- **INSTRUCTIONS FOR THE TASK**: Rewrite the lines below, swapping "Trace" for "Draw" and leaving everything else as it is.

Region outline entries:

▶

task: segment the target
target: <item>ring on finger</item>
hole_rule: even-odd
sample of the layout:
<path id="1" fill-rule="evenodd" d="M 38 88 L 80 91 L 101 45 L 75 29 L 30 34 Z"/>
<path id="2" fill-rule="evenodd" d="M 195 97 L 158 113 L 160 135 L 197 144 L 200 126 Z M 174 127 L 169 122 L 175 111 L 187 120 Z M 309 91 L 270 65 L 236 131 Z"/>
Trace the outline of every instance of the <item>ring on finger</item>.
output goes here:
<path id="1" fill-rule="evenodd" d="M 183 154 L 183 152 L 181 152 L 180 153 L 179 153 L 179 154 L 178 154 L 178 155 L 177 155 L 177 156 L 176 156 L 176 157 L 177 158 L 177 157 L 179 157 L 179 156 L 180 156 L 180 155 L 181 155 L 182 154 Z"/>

◀

- **OUTPUT FOR THIS EXERCISE**:
task: segment the target
target: <item>ring on finger</item>
hole_rule: even-odd
sample of the layout:
<path id="1" fill-rule="evenodd" d="M 38 88 L 80 91 L 101 45 L 75 29 L 30 34 Z"/>
<path id="2" fill-rule="evenodd" d="M 195 97 L 158 113 L 160 135 L 197 144 L 200 126 Z M 174 127 L 169 122 L 175 111 L 187 120 Z M 309 91 L 270 65 L 236 131 Z"/>
Draw the outline of every instance of the <item>ring on finger</item>.
output goes here:
<path id="1" fill-rule="evenodd" d="M 183 154 L 183 152 L 181 152 L 180 153 L 179 153 L 179 154 L 178 154 L 178 155 L 177 155 L 177 156 L 176 156 L 176 157 L 177 158 L 177 157 L 179 157 L 179 156 L 180 156 L 180 155 L 181 155 L 182 154 Z"/>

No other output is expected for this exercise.